### Point labeling examples

-- Begin --

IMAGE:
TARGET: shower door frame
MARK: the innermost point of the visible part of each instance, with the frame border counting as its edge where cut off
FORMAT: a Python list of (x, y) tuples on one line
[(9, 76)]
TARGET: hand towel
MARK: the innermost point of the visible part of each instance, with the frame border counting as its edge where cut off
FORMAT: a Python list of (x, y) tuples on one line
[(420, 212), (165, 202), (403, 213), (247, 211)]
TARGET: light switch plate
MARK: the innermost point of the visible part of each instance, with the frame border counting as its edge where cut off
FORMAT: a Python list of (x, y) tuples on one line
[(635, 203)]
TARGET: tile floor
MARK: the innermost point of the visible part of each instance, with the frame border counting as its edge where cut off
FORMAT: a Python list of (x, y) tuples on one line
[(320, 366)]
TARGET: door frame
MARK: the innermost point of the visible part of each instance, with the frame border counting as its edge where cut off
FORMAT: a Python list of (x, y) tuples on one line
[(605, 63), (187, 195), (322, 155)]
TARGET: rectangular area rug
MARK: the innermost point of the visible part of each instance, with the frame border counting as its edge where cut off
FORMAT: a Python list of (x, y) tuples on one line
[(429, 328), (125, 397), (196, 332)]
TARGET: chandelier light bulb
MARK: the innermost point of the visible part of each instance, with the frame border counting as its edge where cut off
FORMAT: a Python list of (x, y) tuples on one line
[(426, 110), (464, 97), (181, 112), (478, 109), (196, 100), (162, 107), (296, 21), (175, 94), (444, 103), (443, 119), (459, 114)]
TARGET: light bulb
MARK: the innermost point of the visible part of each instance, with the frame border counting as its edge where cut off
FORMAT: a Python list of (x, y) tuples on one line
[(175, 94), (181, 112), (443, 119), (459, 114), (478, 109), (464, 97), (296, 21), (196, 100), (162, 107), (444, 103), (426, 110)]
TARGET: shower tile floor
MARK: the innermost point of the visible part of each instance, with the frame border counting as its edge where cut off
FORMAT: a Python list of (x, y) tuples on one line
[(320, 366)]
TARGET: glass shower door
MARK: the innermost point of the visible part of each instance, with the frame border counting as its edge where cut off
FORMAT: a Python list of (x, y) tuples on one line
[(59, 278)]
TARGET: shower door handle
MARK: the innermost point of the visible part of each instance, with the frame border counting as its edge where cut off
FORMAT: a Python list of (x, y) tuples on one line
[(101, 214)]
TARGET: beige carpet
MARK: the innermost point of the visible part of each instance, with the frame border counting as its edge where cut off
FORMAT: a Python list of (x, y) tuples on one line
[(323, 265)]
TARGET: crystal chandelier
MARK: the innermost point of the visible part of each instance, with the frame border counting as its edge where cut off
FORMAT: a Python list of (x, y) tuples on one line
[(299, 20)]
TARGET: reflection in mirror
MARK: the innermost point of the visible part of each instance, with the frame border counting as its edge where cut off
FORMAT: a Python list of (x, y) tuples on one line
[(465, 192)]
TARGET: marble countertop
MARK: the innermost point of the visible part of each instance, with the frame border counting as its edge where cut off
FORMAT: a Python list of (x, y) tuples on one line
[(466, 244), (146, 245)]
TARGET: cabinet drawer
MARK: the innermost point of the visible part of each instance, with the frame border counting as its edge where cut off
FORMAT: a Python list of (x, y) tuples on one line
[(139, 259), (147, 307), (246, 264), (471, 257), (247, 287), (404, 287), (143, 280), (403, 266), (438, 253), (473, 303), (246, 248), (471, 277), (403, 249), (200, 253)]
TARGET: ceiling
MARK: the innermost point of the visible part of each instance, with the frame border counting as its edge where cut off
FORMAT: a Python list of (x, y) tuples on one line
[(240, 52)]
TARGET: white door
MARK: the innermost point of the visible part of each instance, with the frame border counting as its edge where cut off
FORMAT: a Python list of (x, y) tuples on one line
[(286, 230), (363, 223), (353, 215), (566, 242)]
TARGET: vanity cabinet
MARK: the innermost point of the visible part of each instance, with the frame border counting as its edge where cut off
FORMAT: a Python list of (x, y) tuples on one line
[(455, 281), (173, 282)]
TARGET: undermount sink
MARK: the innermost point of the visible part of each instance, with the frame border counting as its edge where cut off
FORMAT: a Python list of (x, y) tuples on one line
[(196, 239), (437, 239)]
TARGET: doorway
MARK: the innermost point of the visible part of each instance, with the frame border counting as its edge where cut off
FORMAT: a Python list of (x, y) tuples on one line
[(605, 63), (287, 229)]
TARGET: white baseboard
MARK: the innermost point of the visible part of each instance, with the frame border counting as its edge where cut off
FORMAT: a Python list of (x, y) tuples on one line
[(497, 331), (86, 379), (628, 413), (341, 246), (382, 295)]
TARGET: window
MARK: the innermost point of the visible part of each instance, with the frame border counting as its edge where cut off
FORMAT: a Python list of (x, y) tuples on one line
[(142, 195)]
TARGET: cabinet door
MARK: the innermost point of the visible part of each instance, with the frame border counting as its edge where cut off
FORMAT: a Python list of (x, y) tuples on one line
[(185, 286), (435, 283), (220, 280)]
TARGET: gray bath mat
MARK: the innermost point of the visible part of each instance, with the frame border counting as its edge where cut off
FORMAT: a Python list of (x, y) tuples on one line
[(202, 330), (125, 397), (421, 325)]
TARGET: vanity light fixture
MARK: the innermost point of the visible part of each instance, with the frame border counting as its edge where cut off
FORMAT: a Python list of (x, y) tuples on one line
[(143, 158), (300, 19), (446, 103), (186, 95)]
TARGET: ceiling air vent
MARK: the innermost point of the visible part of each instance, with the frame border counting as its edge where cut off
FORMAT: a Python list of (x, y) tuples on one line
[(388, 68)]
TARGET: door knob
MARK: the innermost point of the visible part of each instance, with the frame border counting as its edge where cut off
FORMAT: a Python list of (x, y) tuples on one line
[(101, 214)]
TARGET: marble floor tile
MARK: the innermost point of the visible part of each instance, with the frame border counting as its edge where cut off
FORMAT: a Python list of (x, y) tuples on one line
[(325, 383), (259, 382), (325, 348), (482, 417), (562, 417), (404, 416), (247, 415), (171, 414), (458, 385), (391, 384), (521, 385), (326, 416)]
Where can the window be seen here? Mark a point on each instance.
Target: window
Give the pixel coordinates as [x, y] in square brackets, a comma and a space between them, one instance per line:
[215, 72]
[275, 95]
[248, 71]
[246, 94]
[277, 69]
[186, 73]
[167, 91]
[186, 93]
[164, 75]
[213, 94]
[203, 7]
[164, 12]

-- End --

### Task prompt
Please turn the material, from its first line through the line holding "[(420, 212), (165, 202), (403, 213), (247, 211)]" inclusive, into a numbered list with any blank lines left out.

### Right answer
1. IMAGE:
2. TARGET: shower door frame
3. MARK: the innermost point of the visible part of each instance, with the frame border counting as its edge where cut off
4. FORMAT: a Python list of (x, y) tuples on one line
5. [(9, 76)]
6. TARGET: hand towel
7. MARK: the innermost point of the visible part of each instance, with the frame border counting as its edge where cut off
8. FORMAT: a Python list of (x, y) tuples on one line
9. [(420, 212), (165, 202), (403, 213), (247, 211)]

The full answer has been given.